GIVEN INSTRUCTION: Reproduce only the stretch of items from the line containing "Can you spot the satellite" through the line containing "x=762, y=356", replacing "harbor water" with "marina water" and leaving everything else unchanged.

DATA ENTRIES:

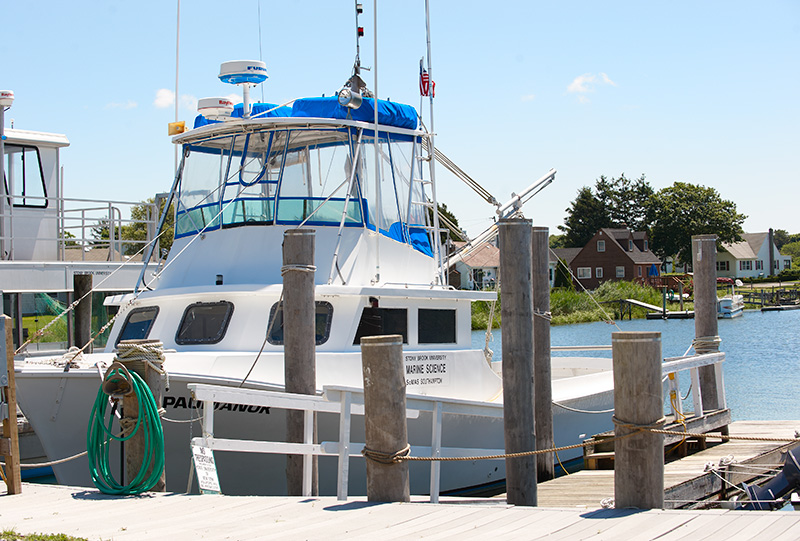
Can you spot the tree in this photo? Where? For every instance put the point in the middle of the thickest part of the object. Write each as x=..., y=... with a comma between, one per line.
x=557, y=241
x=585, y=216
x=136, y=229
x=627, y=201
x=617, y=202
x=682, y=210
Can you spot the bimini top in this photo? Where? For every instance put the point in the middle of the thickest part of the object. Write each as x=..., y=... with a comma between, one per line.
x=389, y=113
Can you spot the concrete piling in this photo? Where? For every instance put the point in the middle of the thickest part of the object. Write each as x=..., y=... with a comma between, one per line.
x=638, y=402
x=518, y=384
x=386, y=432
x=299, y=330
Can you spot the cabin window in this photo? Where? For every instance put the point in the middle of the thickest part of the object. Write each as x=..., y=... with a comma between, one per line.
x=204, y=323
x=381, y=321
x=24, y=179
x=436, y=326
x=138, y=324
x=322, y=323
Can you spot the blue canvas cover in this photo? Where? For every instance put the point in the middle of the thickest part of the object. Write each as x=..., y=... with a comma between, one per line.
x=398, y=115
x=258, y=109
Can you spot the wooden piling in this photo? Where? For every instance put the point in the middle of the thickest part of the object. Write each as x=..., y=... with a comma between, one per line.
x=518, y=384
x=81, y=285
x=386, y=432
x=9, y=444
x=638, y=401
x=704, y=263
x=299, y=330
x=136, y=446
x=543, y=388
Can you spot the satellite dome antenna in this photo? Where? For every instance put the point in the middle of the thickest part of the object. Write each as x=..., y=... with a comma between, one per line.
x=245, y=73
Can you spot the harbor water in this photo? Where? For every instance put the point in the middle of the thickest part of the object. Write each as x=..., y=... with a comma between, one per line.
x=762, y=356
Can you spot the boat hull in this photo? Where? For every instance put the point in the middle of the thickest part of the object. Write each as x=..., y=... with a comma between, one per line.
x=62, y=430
--
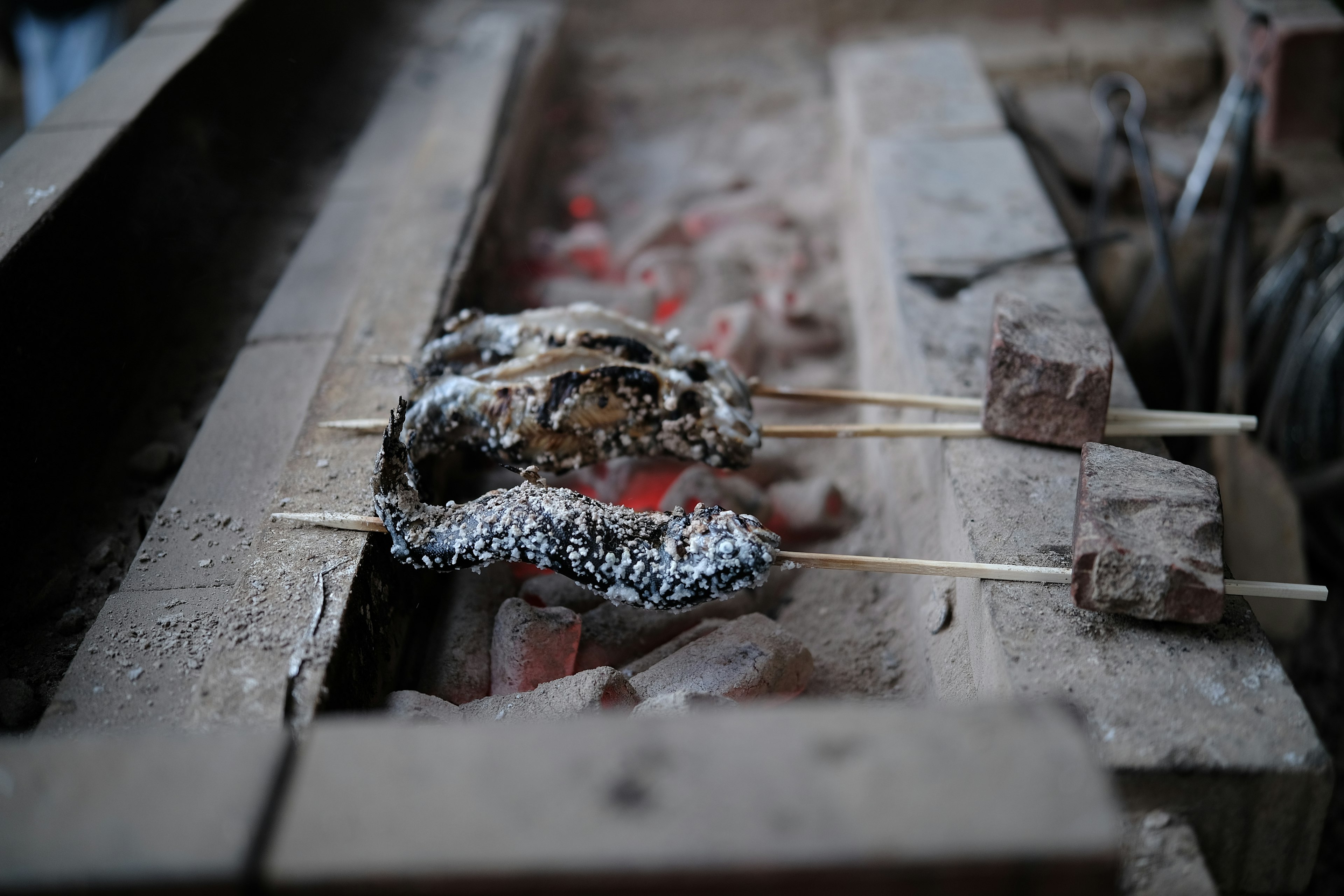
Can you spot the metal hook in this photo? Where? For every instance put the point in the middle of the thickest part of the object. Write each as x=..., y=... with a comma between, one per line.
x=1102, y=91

RESPONSE:
Can you spot the satellite dome antenna in this photo? Where? For every instance put the point in the middle of the thickest part of the object. Write each as x=..., y=... with a comma between, one per line.
x=245, y=73
Can you spot the marina water in this photo? Where? For every instance put the point in the middle of the thickest part of the object. Write each as x=..., y=... with a comma between, one per line.
x=762, y=356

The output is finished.